___ Data records ___

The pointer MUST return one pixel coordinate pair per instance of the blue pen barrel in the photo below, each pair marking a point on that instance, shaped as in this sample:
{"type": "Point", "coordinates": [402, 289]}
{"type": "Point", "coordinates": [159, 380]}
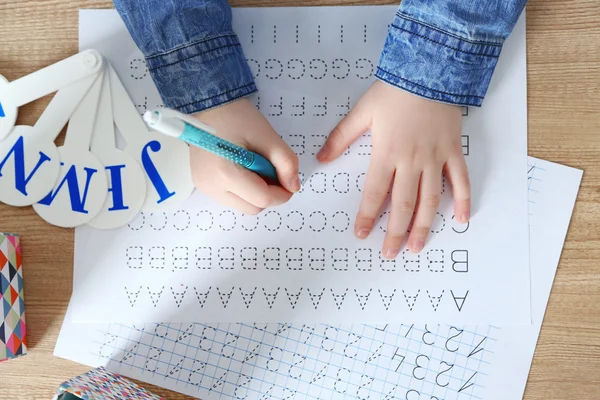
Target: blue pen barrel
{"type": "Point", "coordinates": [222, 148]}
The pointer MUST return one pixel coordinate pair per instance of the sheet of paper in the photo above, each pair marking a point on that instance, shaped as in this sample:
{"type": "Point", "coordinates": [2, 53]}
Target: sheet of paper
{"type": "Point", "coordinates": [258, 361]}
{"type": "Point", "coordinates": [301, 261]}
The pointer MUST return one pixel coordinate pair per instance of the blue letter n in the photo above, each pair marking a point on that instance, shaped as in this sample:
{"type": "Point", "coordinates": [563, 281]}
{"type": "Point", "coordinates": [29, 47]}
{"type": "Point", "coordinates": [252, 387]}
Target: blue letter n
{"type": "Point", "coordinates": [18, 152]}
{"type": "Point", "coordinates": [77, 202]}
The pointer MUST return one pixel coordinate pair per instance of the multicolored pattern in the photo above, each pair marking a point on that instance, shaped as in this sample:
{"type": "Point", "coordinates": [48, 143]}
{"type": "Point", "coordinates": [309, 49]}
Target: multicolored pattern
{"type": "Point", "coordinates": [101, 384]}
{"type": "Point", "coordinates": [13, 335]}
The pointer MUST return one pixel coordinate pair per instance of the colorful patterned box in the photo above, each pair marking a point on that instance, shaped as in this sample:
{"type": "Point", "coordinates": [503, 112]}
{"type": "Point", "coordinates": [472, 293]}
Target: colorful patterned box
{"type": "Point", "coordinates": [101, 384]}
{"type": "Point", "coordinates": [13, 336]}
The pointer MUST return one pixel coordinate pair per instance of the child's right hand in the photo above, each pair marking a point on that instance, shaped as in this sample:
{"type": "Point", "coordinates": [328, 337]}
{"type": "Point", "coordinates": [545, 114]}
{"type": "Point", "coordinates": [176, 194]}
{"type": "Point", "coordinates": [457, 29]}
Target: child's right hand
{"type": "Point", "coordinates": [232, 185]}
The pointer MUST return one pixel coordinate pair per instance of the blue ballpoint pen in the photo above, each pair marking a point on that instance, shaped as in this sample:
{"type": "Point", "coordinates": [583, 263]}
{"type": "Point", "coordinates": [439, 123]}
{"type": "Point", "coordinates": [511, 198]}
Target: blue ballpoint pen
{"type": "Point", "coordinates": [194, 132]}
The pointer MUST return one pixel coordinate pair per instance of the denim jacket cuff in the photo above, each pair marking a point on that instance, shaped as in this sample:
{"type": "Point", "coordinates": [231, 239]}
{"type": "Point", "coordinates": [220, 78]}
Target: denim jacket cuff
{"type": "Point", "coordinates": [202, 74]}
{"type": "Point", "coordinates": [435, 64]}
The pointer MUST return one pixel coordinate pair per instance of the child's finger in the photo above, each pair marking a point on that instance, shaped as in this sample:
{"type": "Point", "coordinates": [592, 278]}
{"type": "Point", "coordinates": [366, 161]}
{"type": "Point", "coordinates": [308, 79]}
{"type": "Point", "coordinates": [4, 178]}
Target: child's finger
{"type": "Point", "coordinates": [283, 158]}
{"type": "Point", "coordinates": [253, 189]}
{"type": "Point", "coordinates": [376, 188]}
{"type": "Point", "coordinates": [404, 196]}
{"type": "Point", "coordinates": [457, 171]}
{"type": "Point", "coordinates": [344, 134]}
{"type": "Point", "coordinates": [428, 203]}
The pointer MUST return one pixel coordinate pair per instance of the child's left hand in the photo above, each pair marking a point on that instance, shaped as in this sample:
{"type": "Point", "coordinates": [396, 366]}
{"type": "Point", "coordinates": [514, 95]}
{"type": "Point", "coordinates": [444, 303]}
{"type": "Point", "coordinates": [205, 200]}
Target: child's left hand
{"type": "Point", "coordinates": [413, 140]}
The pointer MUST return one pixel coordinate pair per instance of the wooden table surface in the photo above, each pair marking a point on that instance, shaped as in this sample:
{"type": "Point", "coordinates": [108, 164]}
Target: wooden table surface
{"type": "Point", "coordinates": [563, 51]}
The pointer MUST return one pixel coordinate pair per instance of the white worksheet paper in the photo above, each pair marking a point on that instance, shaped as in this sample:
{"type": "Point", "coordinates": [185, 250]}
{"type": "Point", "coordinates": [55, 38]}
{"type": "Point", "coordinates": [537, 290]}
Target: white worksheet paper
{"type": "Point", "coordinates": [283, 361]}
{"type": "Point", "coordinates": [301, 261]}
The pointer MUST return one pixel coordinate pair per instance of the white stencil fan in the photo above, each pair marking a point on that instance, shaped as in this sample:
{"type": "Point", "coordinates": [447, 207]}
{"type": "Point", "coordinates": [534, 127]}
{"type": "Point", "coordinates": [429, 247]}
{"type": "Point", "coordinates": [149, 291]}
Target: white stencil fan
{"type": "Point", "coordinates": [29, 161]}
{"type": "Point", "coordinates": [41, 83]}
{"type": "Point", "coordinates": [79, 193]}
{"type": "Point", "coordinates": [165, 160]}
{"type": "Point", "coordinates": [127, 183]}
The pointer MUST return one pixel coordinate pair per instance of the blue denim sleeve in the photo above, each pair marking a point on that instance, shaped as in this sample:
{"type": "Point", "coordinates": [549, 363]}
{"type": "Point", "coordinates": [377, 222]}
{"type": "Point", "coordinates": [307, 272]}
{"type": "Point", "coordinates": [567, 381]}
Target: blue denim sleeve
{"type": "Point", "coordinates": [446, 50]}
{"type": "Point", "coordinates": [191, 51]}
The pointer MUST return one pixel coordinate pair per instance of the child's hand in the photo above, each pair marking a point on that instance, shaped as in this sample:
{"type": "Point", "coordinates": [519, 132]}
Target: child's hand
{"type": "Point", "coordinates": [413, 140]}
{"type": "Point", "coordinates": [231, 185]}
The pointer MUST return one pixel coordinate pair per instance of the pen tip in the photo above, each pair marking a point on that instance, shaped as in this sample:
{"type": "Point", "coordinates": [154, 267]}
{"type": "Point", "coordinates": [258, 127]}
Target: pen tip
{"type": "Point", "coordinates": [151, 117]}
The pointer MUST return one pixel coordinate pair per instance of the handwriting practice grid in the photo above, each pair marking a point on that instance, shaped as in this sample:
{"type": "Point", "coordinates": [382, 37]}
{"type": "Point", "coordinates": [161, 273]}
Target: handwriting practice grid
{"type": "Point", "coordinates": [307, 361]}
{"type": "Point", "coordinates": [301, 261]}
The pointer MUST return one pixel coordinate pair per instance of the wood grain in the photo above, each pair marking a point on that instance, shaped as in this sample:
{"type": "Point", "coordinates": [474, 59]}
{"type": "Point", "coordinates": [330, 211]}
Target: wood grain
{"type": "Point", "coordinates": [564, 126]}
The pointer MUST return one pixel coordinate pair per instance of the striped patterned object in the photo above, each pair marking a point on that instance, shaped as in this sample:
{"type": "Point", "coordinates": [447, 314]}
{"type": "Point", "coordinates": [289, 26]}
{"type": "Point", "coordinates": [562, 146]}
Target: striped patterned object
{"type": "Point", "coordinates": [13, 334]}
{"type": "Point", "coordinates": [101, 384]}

___

— Your goal —
In the copy, include every line of the entries above exactly and none of the pictures.

— The completed task —
The pointer MUST return one pixel coordinate pair per instance of the blue pen barrel in the photo below, each pair marking a point on that instance, shaped as in this sample:
{"type": "Point", "coordinates": [402, 289]}
{"type": "Point", "coordinates": [159, 380]}
Target: blue pen barrel
{"type": "Point", "coordinates": [222, 148]}
The pointer MUST return one pixel coordinate pair per instance of the sheet of paper in the photo above, each pair marking a point on that instance, shaped as in this sample:
{"type": "Point", "coordinates": [2, 53]}
Target: sheet of paper
{"type": "Point", "coordinates": [258, 361]}
{"type": "Point", "coordinates": [301, 261]}
The pointer MUST return one pixel coordinate pair per instance of the blue letter n in the photo above, each pair marking a point on that instance, shaped as in this sample:
{"type": "Point", "coordinates": [563, 281]}
{"type": "Point", "coordinates": [29, 47]}
{"type": "Point", "coordinates": [252, 387]}
Target: blue letter n
{"type": "Point", "coordinates": [18, 152]}
{"type": "Point", "coordinates": [77, 202]}
The pointer MUST return one pixel coordinate pair per instance of the multicolored pattern in the photo above, each pair marking a point on that instance, shaped as in this sample:
{"type": "Point", "coordinates": [48, 143]}
{"type": "Point", "coordinates": [309, 49]}
Target: multicolored pattern
{"type": "Point", "coordinates": [101, 384]}
{"type": "Point", "coordinates": [13, 335]}
The pointer MUST return one pixel coordinate pair per instance of the colorful patterned box in the photo above, each pair marking a point on that instance, shaped as in this sample:
{"type": "Point", "coordinates": [503, 112]}
{"type": "Point", "coordinates": [472, 293]}
Target: colorful patterned box
{"type": "Point", "coordinates": [101, 384]}
{"type": "Point", "coordinates": [13, 336]}
The pointer MUST return one pixel coordinate pair per instance of the child's right hand in the photo above, each pair marking a point on that instance, shaped as in this sample:
{"type": "Point", "coordinates": [328, 337]}
{"type": "Point", "coordinates": [545, 114]}
{"type": "Point", "coordinates": [176, 194]}
{"type": "Point", "coordinates": [457, 29]}
Target: child's right hand
{"type": "Point", "coordinates": [232, 185]}
The pointer MUST return one pixel coordinate pair per instance of the blue ballpoint pen in the photo above, each pair marking a point on that instance, shaped as in this sample:
{"type": "Point", "coordinates": [583, 263]}
{"type": "Point", "coordinates": [439, 123]}
{"type": "Point", "coordinates": [511, 198]}
Target: blue ballpoint pen
{"type": "Point", "coordinates": [194, 132]}
The pointer MUST return one pixel coordinate pair per instance of the denim jacket cuff in the photo above, each pair marking a point on that instance, shaped as in this sample:
{"type": "Point", "coordinates": [231, 239]}
{"type": "Point", "coordinates": [220, 78]}
Target: denim jacket cuff
{"type": "Point", "coordinates": [202, 74]}
{"type": "Point", "coordinates": [435, 64]}
The pointer MUST return one pixel coordinate pair per instance of the child's finger in the photo above, each pair marking a point on that instance, shaped as in this sample:
{"type": "Point", "coordinates": [592, 278]}
{"type": "Point", "coordinates": [366, 161]}
{"type": "Point", "coordinates": [308, 79]}
{"type": "Point", "coordinates": [4, 178]}
Target: child's finger
{"type": "Point", "coordinates": [283, 158]}
{"type": "Point", "coordinates": [253, 189]}
{"type": "Point", "coordinates": [376, 188]}
{"type": "Point", "coordinates": [404, 196]}
{"type": "Point", "coordinates": [457, 171]}
{"type": "Point", "coordinates": [344, 134]}
{"type": "Point", "coordinates": [428, 203]}
The pointer MUST return one pixel coordinate pair per instance of the child's left hand in the photo above, each pair marking a point on that instance, shaped as in this sample:
{"type": "Point", "coordinates": [396, 366]}
{"type": "Point", "coordinates": [514, 95]}
{"type": "Point", "coordinates": [444, 303]}
{"type": "Point", "coordinates": [205, 200]}
Target: child's left hand
{"type": "Point", "coordinates": [413, 140]}
The pointer MUST return one pixel coordinate pair per instance of the wooden table surface in the photo above, each pair marking a point on that instance, shaped as in this sample:
{"type": "Point", "coordinates": [108, 164]}
Target: wooden table surface
{"type": "Point", "coordinates": [563, 51]}
The pointer MUST return one pixel coordinate pair per instance of the white worksheet paper in the photo above, each pair marking a point on that instance, shaped as in this sample:
{"type": "Point", "coordinates": [185, 250]}
{"type": "Point", "coordinates": [55, 38]}
{"type": "Point", "coordinates": [537, 290]}
Target: white worksheet paper
{"type": "Point", "coordinates": [283, 361]}
{"type": "Point", "coordinates": [301, 261]}
The pointer MUST return one pixel coordinate pair per instance of the white stencil fan in the photo above, each pair marking a point on that instance, shaped as in this sample:
{"type": "Point", "coordinates": [447, 207]}
{"type": "Point", "coordinates": [534, 127]}
{"type": "Point", "coordinates": [429, 247]}
{"type": "Point", "coordinates": [149, 291]}
Target: white stencil fan
{"type": "Point", "coordinates": [29, 161]}
{"type": "Point", "coordinates": [41, 83]}
{"type": "Point", "coordinates": [79, 193]}
{"type": "Point", "coordinates": [165, 160]}
{"type": "Point", "coordinates": [127, 183]}
The pointer MUST return one pixel coordinate pair per instance of the blue denim sleeve in the photo above, each pair marking a point on that instance, shaped as in this sample:
{"type": "Point", "coordinates": [549, 363]}
{"type": "Point", "coordinates": [377, 222]}
{"type": "Point", "coordinates": [307, 272]}
{"type": "Point", "coordinates": [567, 381]}
Target: blue denim sleeve
{"type": "Point", "coordinates": [446, 50]}
{"type": "Point", "coordinates": [191, 51]}
The pointer MUST return one pixel coordinate pair per instance of the child's hand in the photo above, each pair marking a point on that instance, shaped as in this sample:
{"type": "Point", "coordinates": [519, 132]}
Target: child's hand
{"type": "Point", "coordinates": [413, 140]}
{"type": "Point", "coordinates": [231, 185]}
The pointer MUST return one pixel coordinate pair per instance of the pen tip in the photo above, each pair marking a point on that instance, shaped as in this sample:
{"type": "Point", "coordinates": [154, 267]}
{"type": "Point", "coordinates": [258, 127]}
Target: pen tip
{"type": "Point", "coordinates": [151, 117]}
The pointer MUST return one pixel coordinate pair per instance of the handwriting practice grid in the photo above, each pair marking a point on that instance, shaped as in this sample:
{"type": "Point", "coordinates": [382, 37]}
{"type": "Point", "coordinates": [161, 273]}
Target: handwriting practice grid
{"type": "Point", "coordinates": [307, 361]}
{"type": "Point", "coordinates": [301, 261]}
The pointer MUST return one pixel coordinate pair per instance of the wood grain in the photo above, each pair marking a point on that instance, shaped as in this sample:
{"type": "Point", "coordinates": [474, 59]}
{"type": "Point", "coordinates": [330, 211]}
Target: wood grain
{"type": "Point", "coordinates": [564, 126]}
The pointer MUST return one pixel coordinate pair per instance of the striped patterned object in the photo above, each pair marking a point on that instance, shaped as in this sample:
{"type": "Point", "coordinates": [447, 314]}
{"type": "Point", "coordinates": [289, 26]}
{"type": "Point", "coordinates": [562, 146]}
Target: striped patterned object
{"type": "Point", "coordinates": [13, 334]}
{"type": "Point", "coordinates": [101, 384]}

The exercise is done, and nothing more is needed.